Saved entries:
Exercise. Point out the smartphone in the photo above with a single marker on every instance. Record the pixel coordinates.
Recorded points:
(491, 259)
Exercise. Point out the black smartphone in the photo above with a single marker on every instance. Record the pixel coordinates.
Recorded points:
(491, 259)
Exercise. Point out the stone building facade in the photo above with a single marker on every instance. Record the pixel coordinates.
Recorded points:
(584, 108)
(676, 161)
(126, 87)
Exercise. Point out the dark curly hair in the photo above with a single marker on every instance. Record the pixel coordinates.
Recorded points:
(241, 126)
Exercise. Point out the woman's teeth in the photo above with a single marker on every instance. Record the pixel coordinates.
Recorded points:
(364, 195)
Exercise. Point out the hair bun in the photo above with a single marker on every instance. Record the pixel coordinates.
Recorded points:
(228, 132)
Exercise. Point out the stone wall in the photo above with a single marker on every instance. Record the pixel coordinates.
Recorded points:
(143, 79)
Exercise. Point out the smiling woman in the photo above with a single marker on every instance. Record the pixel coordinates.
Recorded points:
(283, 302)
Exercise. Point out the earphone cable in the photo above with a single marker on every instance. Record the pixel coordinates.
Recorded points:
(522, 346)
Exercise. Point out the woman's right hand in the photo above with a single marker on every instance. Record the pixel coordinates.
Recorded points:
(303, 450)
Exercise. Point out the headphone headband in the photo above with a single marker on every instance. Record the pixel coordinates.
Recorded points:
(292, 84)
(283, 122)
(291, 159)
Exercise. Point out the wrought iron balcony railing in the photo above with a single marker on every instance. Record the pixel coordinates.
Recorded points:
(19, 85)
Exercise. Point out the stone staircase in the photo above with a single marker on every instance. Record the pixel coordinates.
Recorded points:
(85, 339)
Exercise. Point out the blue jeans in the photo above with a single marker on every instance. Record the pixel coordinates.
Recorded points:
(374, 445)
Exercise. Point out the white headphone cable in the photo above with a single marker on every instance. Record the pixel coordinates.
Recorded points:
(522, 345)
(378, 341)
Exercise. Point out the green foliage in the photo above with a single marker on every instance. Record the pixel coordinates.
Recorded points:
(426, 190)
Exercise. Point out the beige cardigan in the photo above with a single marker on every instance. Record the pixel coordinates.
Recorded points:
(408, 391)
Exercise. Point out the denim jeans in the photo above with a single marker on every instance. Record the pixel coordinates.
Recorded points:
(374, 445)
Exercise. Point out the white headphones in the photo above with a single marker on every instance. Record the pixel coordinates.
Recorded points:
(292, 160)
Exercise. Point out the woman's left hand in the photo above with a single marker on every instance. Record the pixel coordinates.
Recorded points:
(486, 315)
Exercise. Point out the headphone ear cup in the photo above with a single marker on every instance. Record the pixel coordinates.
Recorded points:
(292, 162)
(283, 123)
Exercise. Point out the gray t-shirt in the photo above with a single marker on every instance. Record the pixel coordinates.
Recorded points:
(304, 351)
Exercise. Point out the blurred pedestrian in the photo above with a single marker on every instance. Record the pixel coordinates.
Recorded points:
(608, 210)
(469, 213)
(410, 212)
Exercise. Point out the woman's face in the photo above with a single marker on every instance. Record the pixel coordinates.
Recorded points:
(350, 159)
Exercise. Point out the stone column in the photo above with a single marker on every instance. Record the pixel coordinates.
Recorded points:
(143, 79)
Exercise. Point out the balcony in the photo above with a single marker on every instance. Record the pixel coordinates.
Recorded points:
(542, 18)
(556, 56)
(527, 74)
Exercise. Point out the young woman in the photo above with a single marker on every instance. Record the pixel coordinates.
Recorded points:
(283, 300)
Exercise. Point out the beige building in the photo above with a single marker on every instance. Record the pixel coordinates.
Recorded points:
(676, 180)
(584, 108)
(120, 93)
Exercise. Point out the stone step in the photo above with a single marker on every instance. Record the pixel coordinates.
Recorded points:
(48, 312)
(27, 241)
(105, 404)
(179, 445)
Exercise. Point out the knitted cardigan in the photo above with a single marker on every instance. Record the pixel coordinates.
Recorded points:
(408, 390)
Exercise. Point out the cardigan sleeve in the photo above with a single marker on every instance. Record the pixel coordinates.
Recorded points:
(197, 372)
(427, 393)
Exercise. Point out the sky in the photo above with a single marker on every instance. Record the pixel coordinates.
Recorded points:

* * *

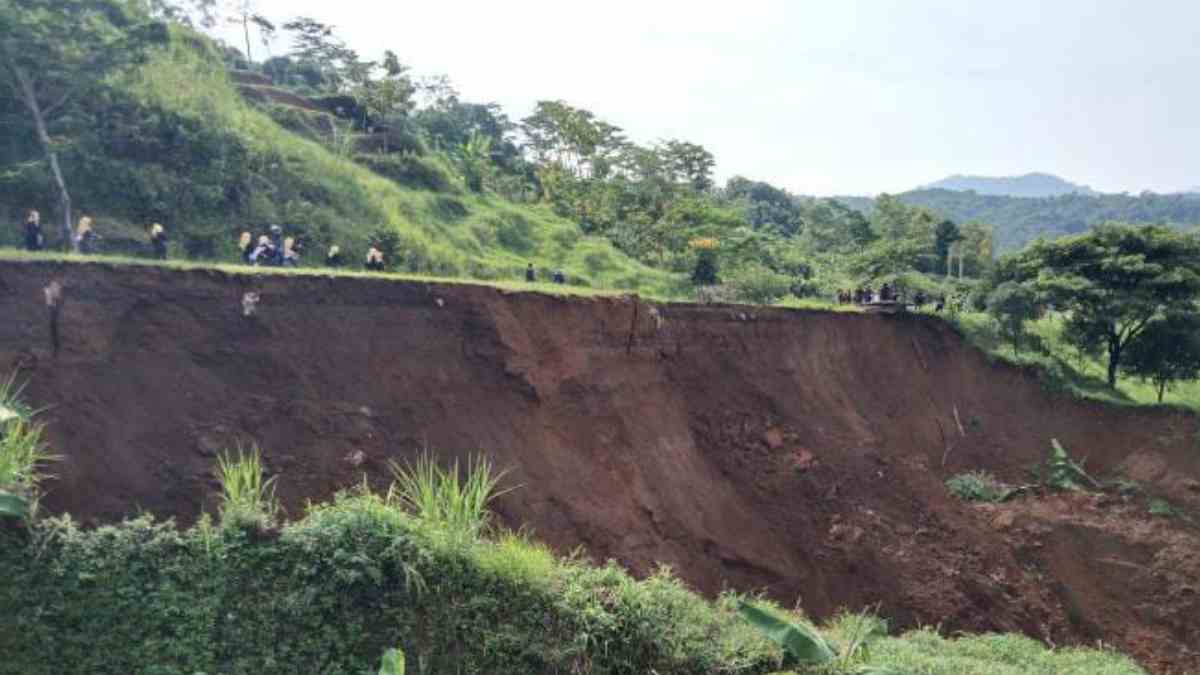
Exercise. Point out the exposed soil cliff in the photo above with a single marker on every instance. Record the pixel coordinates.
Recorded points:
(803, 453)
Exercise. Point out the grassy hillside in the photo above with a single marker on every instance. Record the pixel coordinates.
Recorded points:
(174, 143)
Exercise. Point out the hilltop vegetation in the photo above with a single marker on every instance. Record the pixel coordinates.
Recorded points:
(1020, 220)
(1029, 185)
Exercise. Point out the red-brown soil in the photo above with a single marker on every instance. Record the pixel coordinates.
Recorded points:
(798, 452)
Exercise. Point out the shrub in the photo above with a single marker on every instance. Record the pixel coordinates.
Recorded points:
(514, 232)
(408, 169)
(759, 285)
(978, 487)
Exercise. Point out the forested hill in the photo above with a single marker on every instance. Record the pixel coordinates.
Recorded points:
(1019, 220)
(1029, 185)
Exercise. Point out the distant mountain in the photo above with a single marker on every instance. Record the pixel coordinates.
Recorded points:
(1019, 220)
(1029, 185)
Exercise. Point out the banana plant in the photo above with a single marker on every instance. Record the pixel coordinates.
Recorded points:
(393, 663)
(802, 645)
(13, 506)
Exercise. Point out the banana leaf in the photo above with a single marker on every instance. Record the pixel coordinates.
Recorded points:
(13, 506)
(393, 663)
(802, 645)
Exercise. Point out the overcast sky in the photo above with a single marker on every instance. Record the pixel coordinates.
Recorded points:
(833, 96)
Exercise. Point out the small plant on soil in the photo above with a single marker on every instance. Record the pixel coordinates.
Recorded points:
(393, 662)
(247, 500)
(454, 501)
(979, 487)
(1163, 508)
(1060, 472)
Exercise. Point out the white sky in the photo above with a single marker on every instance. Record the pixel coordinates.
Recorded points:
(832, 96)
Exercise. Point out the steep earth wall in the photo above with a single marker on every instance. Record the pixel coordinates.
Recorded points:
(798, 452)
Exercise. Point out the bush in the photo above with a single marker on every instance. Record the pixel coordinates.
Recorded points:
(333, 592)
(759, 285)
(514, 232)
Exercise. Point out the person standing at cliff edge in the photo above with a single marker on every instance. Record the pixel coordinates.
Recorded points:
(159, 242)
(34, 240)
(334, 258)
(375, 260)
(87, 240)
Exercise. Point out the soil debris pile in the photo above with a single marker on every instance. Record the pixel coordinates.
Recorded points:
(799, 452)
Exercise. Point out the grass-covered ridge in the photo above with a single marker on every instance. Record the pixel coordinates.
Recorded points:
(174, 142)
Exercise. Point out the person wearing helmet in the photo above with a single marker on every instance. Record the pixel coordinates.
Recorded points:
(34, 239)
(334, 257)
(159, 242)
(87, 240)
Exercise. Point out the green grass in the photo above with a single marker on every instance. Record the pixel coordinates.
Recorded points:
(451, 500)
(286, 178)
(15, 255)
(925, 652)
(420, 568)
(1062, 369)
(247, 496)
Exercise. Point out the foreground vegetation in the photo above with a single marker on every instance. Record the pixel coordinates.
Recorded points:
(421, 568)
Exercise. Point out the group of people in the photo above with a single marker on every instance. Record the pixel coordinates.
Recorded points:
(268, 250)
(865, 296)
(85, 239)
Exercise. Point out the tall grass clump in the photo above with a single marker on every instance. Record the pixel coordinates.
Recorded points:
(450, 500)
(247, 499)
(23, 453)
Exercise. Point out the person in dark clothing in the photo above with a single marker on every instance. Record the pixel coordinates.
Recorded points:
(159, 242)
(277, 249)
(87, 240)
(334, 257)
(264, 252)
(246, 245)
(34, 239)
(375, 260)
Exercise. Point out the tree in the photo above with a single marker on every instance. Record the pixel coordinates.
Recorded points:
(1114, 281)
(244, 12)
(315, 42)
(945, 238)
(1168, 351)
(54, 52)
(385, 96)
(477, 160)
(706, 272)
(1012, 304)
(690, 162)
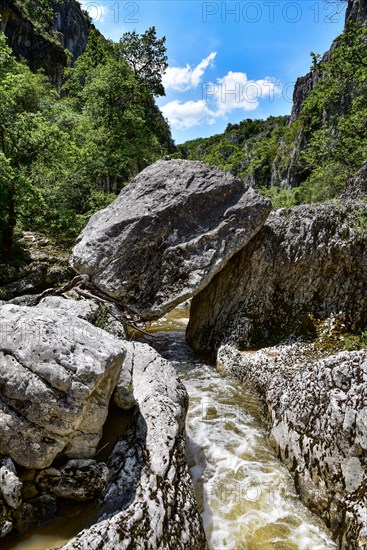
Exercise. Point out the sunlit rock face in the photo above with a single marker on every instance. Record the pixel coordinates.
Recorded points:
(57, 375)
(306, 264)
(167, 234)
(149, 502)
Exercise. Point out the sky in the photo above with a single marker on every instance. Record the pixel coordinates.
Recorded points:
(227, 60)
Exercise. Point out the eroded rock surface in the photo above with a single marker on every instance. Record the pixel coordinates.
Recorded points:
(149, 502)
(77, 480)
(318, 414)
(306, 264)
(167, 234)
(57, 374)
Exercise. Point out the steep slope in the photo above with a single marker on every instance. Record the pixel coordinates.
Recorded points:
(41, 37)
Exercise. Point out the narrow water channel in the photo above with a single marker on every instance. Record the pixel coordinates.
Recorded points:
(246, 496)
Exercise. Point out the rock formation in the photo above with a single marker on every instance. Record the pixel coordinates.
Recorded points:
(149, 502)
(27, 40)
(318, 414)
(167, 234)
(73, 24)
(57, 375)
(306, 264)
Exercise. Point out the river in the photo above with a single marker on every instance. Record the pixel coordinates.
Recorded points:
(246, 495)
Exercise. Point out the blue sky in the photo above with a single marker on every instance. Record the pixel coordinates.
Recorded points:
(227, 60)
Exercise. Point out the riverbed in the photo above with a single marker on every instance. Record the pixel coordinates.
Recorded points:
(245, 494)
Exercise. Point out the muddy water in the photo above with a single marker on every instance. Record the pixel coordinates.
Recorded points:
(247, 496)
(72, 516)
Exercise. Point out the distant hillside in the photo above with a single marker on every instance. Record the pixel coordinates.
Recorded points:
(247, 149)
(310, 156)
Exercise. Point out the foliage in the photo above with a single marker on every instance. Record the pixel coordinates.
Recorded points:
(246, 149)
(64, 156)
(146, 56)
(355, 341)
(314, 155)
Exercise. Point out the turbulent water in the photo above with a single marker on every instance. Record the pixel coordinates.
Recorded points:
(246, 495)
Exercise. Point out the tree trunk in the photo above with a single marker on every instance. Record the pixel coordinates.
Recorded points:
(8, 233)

--

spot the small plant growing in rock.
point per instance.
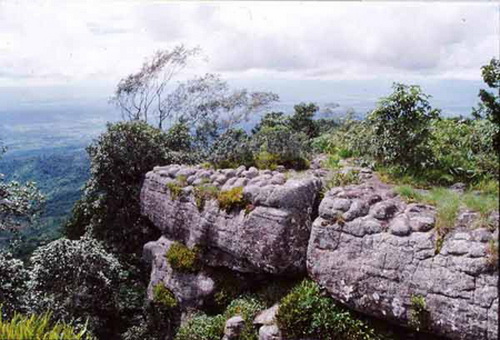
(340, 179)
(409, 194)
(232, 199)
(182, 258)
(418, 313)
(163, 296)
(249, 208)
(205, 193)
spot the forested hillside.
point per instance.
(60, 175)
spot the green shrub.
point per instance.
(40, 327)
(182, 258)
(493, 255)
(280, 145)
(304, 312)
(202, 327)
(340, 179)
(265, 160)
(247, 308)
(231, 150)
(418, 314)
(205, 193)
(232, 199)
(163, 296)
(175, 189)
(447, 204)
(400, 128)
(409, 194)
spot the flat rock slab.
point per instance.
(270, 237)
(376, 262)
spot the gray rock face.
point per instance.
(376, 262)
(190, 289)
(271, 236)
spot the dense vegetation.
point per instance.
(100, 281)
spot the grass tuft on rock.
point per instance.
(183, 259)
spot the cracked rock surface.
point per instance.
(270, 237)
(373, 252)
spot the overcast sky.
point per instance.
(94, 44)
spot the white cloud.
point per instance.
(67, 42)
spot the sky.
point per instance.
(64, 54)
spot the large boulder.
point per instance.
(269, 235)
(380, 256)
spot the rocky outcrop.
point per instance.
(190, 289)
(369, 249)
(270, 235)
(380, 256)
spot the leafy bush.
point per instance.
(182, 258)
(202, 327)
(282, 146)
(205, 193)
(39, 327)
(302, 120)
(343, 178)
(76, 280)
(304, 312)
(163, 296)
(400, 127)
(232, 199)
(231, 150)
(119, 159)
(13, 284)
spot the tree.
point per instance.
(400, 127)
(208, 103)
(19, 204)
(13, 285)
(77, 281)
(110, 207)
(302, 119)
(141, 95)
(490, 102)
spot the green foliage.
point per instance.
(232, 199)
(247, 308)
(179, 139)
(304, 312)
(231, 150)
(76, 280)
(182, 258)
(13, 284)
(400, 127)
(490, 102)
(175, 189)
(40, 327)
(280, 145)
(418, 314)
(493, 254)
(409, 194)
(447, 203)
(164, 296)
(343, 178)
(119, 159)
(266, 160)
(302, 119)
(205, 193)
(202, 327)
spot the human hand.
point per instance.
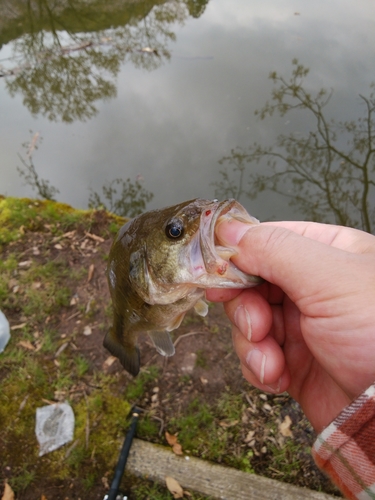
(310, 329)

TO DO: Exact duplication is required for the lines above, from the line that contains "Exercise. Point out the stone wall" to the line that contains "Exercise. Point out the headphone ear", inclusive; omit all others.

RESPONSE TO THIS EXERCISE:
Exercise. Point out the stone wall in the photo above with a single marker on every instance. Record the pixel coordinates.
Recorded points:
(143, 79)
Exercise. Point out the smiling woman in the photo above with a single marker on every instance. Record the pixel coordinates.
Recorded points:
(283, 302)
Exercise. Point out the earphone cable in the photo above with a single marker on every instance. Record the pixel coordinates.
Recorded points:
(522, 346)
Exercise. Point out the woman's right hand in the photo above with a single marker on every instance. Record the pixel coordinates.
Recorded points:
(303, 450)
Exercise. Point out the headphone headband in the photo above with a single marker on every instance. Record the pixel coordinates.
Recorded points:
(292, 84)
(283, 122)
(291, 159)
Exercise. Point out the wrought iron balcony railing in the photo above with a single marker on every instance. Record the pixel coordinates.
Recorded points:
(19, 85)
Exercise. Point out the stone staircase in the photo above with a single marker on every instance. Record the pixel coordinates.
Recorded points:
(85, 339)
Exercise. Point out the blue jeans in the photo above with a single marker on every instance. Record the pixel coordinates.
Recorded points:
(374, 445)
Exercise. Point out the white headphone cable in the photo above with a single marker on every instance. Record the pixel coordinates.
Recorded points:
(522, 345)
(378, 341)
Exercise. Point out the green foliage in the photo above with a single marker on every instance. Record the pixel coordinates.
Recorded points:
(426, 190)
Exercise. Point out the beige cardigan in the photo above with a single marker on every instance. Record the pixel coordinates.
Recorded points:
(408, 391)
Exercise. Point out the denim jeans in the photo above with a single marker on every instance. Record the pixel coordinates.
Recorded points:
(374, 445)
Exercise. Point out the white headphones in the photo above with a single marker on every instance. Record the pixel coordinates.
Recorded points:
(292, 160)
Exercise. Point out the woman's left hand in the photo above with a single marker on every instance. Record the pixel coordinates.
Recorded points:
(486, 315)
Exercise. Point out the headphone ear cup in the photo above with a single marker on every instance. Record the pixel coordinates.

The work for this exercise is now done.